# [WHAT YOU NEED TO DO]
In the material below, the lines from the one containing "SAMPLE = x=532, y=518" through the one containing "SAMPLE = x=178, y=218" are to be given again exactly, ends included, and no others.

──────────────────────────────

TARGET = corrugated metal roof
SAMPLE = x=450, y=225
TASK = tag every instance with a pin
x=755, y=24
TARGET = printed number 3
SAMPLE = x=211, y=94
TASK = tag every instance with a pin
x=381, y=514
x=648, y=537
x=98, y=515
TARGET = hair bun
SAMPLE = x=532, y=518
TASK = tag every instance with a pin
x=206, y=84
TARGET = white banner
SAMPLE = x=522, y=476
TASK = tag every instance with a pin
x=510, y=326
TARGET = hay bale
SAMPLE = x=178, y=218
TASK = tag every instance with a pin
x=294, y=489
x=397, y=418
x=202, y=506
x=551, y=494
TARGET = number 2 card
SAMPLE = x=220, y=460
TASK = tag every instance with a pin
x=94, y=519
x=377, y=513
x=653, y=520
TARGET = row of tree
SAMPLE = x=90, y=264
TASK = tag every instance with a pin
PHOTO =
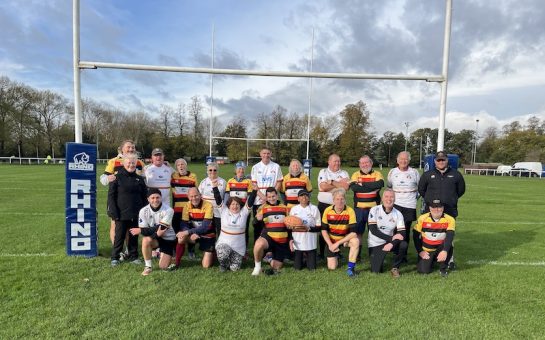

──────────────────────────────

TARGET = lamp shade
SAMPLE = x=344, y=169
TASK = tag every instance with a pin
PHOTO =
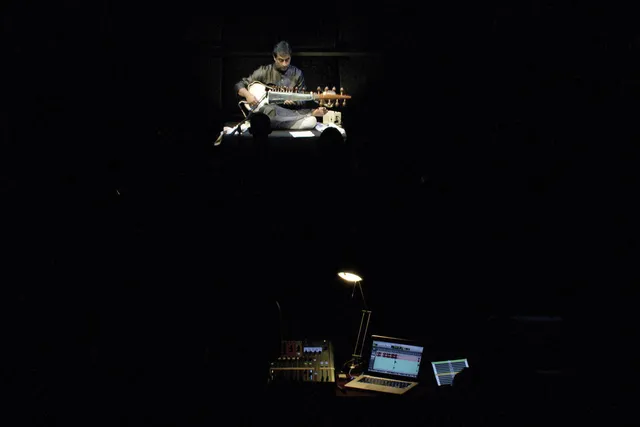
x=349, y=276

──────────────────────────────

# [ANSWER TO THE EXERCISE]
SAMPLE = x=532, y=518
TASK = tag every instance with a pin
x=206, y=84
TARGET = white banner
SAMPLE = x=522, y=476
TASK = tag every instance with a pin
x=510, y=326
TARGET = hay bale
SAMPLE = x=178, y=218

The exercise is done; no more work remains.